**READING TEXT**
* * * * * * *

It was so bad he couldn't comfortably get out of bed the next day. Couldn't hoist his daughter Bobbi into the air. Couldn't be himself.

But three weeks later, the Seahawks wide receiver was back on the field, accepting the ill-intentioned helmets safeties were digging into his damaged ribs, gritting his teeth, catching Matt Hasselbeck's passes and playing through the pain that lasted through the Super Bowl.

Pain is part of football. And pain has been part of Bobby Engram's life since he put on his first pair of pads.

But there are levels of pain and levels of endurance that even Engram never understood until Bobbi was born.

Eight years ago, Engram's baby girl was diagnosed with sickle-cell anemia, a hereditary form of anemia in which the red blood cells become sickle-shaped and less able to carry oxygen. The chronic disease occurs most frequently in people of African descent.

Bobbi has a rare form of the disease that results in episodes of severe pain. Her body can be wracked with cramps. Sometimes it's a full body cramp. Sometimes it's a stomach cramp or a cramp in her legs.

Through her young life, she has had to deal with pain no NFL veteran would accept. She has suffered through nights no child should have to experience.

When the episodes hit, Engram and his wife, Deanna, spend all night rubbing Bobbi's body with oils, applying hot packs and hydrating her with Gatorade and water. The episodes can last two or three days.

"It's tough when you see your kid going through something like that and being in pain, but she's an inspiration because, I mean, she's tough," Engram said Tuesday. "I wish, often times, when she goes through one of her pain crises I could take her pain away. But she is a tough little cookie."

Bobbi deals with the pain without self-pity. She accepts the discomfort with an athlete's stoicism. Like many children with chronic diseases, she has an innate ability to rise above her illness.

* * * * * * *

Referring expression pointing data

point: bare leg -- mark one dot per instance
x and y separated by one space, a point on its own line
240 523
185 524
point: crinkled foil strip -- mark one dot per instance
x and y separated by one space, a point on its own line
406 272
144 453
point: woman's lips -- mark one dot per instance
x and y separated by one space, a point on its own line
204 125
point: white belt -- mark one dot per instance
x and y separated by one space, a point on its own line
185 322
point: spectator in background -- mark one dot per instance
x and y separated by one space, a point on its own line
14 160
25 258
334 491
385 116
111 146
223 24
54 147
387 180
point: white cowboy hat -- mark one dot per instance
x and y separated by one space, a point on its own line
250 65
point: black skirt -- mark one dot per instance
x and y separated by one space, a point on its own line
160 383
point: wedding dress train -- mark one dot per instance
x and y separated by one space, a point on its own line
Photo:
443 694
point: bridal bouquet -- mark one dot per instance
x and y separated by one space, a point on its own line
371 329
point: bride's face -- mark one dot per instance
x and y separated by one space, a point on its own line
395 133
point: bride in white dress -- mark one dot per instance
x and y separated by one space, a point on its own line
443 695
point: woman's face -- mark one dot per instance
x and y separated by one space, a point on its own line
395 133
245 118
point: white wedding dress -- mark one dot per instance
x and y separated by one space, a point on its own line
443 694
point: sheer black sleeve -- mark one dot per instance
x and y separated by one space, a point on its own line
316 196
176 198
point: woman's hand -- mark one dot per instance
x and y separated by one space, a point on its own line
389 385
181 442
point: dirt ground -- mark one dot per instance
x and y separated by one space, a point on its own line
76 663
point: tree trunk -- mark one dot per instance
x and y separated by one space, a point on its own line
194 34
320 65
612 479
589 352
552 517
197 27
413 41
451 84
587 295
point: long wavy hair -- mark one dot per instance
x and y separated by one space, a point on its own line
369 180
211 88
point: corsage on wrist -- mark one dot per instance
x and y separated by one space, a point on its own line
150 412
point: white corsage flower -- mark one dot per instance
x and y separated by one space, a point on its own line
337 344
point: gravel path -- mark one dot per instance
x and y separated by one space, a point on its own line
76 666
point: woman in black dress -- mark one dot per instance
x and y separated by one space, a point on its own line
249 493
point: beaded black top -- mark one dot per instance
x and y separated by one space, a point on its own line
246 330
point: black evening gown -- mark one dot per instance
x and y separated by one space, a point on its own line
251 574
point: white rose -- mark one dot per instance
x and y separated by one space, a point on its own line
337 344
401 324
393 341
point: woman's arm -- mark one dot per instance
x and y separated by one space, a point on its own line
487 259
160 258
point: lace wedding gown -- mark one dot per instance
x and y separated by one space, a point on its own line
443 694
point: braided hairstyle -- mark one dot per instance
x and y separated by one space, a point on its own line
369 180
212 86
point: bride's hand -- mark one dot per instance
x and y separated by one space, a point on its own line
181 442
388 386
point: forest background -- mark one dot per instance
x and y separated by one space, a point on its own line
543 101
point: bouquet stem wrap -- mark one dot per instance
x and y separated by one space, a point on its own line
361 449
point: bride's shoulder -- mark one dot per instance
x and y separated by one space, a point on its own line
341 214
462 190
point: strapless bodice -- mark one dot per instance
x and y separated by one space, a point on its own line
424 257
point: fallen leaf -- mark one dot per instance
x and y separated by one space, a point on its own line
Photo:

* * * * * * *

**TASK GOAL**
Reproduce the stretch of the article on Bobby Engram and his daughter from "When the episodes" through "or three days.", word for word.

**ANSWER TO THE EXERCISE**
When the episodes hit, Engram and his wife, Deanna, spend all night rubbing Bobbi's body with oils, applying hot packs and hydrating her with Gatorade and water. The episodes can last two or three days.